:: TASK PROMPT ::
Your task is to work out how many lines in the data that follows hold "below" and to state that number alone.

*** Opening of PROVIDED RECORDS ***

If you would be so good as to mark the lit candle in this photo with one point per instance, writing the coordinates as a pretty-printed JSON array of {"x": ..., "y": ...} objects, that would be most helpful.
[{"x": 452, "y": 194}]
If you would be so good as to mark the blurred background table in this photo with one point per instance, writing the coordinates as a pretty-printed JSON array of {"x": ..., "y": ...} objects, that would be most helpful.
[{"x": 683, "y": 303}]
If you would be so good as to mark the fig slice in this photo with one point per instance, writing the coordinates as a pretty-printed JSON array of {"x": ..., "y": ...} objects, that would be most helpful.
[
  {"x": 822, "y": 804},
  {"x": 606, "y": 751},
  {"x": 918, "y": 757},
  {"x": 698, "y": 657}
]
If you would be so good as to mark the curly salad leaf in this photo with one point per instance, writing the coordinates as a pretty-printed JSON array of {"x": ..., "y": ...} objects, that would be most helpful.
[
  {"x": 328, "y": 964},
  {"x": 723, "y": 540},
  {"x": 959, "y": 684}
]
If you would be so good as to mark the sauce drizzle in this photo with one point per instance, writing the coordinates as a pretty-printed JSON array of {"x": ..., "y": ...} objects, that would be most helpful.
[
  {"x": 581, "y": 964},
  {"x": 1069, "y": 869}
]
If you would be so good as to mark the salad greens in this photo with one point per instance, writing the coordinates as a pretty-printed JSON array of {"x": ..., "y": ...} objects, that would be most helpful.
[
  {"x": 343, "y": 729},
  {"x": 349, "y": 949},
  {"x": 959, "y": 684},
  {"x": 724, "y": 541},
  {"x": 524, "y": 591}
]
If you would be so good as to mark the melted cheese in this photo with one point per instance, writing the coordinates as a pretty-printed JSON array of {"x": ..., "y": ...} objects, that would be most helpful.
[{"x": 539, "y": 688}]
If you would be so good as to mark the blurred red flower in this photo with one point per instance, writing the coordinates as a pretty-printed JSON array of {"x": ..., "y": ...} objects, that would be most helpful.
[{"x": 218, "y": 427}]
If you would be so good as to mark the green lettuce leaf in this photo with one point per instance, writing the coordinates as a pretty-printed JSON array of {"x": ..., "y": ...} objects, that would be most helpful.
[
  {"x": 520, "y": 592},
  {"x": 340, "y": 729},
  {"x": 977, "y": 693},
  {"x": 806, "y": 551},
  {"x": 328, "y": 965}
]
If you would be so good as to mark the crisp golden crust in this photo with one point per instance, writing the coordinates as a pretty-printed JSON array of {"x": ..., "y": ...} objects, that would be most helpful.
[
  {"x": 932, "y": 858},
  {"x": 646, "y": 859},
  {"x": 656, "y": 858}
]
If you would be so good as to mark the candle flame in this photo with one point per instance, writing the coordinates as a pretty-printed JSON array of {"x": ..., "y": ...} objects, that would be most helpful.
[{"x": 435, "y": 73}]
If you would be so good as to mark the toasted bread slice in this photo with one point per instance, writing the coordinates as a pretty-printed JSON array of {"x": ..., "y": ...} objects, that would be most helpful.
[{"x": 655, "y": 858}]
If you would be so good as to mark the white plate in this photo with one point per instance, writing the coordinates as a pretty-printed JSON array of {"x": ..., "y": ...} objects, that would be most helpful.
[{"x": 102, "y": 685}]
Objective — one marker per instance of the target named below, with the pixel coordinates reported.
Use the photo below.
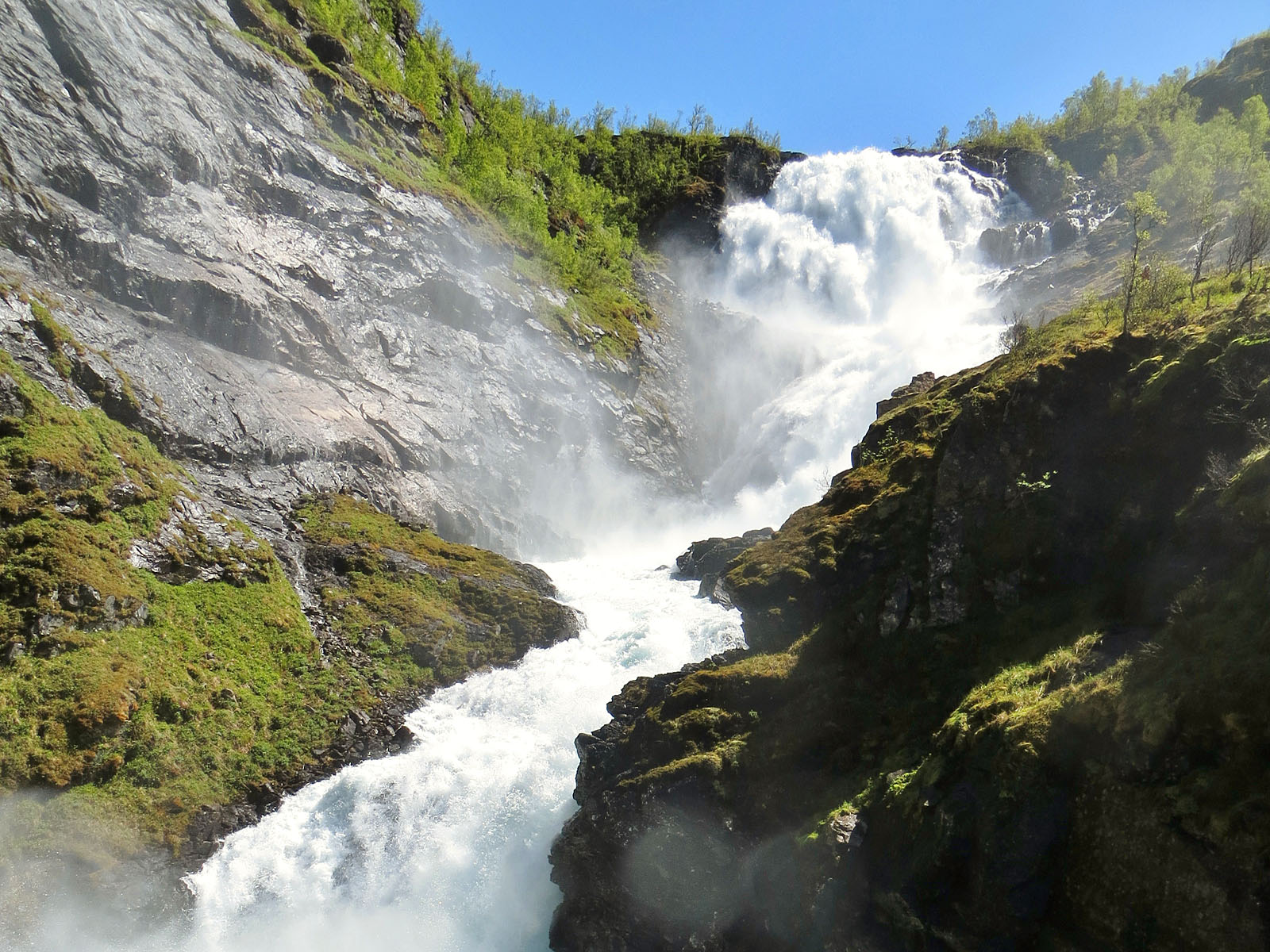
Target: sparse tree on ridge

*** Close of PROVIDED RECORDS ***

:: SOLUTION TO THE PROBLEM ::
2